### BRIEF:
Repeat exactly the lines from the line containing "Performance-review request: for every instance of the brass" through the last line of the records below, inclusive, and nothing else.
** start of DATA LISTING **
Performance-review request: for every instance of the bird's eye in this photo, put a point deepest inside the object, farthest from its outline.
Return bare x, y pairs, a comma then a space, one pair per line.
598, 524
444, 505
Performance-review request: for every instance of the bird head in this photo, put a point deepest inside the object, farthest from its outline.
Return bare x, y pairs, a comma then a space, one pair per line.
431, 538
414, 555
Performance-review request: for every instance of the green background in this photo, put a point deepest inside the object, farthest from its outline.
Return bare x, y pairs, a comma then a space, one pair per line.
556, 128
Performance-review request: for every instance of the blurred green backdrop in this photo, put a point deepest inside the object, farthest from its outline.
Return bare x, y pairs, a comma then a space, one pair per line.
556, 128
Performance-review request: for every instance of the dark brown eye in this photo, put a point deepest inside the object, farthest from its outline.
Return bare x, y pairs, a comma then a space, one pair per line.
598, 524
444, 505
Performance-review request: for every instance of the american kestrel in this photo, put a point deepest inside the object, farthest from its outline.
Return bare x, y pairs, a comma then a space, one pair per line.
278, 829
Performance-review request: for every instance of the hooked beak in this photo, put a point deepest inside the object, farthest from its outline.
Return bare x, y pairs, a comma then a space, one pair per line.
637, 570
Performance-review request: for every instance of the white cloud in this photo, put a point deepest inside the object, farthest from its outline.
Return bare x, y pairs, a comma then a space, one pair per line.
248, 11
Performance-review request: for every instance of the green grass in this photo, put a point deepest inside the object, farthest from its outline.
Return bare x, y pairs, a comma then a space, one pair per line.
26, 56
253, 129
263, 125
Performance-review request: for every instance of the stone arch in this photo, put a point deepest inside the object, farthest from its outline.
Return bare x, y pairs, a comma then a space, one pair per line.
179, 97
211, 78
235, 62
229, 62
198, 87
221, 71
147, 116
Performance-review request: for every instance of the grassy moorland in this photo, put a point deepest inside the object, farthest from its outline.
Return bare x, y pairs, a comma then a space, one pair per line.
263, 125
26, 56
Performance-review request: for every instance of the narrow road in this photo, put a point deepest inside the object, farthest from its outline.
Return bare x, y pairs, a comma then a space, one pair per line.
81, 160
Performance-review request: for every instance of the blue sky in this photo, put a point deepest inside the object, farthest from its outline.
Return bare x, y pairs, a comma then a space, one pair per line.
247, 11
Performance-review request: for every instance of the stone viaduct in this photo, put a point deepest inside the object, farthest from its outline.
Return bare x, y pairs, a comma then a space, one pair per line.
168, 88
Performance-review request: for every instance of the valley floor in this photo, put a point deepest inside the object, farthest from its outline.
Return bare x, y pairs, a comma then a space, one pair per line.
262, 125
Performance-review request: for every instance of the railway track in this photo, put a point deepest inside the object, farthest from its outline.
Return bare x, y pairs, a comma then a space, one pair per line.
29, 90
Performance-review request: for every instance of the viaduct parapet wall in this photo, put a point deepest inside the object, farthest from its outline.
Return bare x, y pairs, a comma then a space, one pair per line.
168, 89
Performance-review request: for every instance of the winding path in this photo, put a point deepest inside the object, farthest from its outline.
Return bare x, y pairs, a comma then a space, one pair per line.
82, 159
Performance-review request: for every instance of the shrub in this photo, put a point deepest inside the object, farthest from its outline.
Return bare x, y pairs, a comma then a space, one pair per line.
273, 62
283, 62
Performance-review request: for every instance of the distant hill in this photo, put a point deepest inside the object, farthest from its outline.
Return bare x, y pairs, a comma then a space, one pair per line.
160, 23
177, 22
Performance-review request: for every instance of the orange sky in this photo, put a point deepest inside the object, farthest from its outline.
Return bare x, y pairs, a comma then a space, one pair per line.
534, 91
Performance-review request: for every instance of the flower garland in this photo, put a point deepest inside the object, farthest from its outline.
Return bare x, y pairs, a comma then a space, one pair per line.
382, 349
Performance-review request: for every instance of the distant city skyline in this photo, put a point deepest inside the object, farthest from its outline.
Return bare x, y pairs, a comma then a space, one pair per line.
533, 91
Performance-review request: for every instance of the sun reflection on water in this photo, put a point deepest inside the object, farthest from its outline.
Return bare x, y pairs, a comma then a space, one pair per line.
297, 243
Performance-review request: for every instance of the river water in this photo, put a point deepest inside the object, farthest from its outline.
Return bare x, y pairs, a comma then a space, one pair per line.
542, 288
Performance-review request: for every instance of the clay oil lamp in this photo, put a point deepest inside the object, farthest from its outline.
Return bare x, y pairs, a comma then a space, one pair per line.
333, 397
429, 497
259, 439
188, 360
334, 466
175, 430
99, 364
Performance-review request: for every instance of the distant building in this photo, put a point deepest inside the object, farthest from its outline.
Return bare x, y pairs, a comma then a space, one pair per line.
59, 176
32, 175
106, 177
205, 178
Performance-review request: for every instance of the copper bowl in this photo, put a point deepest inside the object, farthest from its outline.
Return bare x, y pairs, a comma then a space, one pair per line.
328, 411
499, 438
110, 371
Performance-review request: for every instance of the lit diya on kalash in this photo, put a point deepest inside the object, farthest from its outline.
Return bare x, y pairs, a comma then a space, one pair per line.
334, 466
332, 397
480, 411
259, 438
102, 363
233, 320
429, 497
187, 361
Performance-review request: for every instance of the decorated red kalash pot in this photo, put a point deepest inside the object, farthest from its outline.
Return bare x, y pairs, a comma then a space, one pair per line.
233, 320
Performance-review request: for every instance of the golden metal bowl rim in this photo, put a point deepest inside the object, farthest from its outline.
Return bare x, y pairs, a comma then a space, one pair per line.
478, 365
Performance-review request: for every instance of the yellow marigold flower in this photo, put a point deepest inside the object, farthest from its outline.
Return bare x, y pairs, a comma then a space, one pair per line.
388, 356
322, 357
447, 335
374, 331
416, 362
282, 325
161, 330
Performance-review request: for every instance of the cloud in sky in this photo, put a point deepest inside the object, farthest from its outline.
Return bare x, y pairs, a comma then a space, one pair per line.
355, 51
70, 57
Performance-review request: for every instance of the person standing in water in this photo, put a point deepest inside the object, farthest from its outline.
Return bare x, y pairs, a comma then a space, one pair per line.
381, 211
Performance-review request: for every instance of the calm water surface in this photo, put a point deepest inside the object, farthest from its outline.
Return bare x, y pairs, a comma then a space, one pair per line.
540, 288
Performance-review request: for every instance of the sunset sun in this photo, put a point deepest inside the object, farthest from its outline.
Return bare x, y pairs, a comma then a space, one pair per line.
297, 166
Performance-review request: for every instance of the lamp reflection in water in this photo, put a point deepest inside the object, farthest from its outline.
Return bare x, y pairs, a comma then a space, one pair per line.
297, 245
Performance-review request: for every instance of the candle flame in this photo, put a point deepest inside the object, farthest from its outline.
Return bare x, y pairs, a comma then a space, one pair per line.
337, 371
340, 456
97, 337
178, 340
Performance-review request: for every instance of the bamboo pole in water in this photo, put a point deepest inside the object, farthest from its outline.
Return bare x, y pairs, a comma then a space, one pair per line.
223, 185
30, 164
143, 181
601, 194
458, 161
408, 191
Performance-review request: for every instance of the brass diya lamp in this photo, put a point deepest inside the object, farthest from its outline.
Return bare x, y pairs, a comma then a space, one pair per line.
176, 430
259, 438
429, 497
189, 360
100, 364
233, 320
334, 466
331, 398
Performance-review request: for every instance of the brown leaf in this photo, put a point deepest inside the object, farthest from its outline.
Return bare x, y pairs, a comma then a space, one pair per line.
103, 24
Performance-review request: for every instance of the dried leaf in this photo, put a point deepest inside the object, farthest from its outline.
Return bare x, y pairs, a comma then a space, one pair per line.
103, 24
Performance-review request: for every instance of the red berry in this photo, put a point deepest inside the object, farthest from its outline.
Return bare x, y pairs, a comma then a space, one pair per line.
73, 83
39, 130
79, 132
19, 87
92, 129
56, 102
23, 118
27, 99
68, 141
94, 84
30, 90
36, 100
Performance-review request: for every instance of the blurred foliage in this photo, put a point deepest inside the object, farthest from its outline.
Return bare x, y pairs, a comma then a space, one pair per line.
** end of DATA LISTING **
### EXPECTED ANSWER:
Performance-review request: for every instance of the brass diya lamp in this photo, put a point deepest inside the object, farthest from its outline.
Return bare x, y pairs, a comma then a space, one pair per line.
176, 430
259, 438
429, 497
189, 360
100, 364
233, 320
334, 466
331, 398
Performance-review request: for every instance of the brown leaf in this photo, put a point deepest inside the object, farthest from its outline.
Return bare x, y pairs, a comma then a space, one pair per line.
103, 24
Performance-review request: for every instance of the dried leaf in this photo, put a point deepest inside the object, farthest from its outline.
Return bare x, y pairs, a comma then a space, one pair per line.
103, 24
Performance-review request: for every instance of the red berry in this photo, put a point deepest inside the object, farthest from its outline.
Return bare x, y pairs, a comma then a space, one pair per line.
73, 83
39, 130
79, 132
19, 87
92, 129
56, 102
23, 118
27, 99
68, 141
94, 84
30, 90
36, 100
Performance-review request: for every instance of the blurred foliage in this photo, put a point deepest inside the object, farthest from its outline.
Return bare x, y pairs, a comma then a space, one pair per line.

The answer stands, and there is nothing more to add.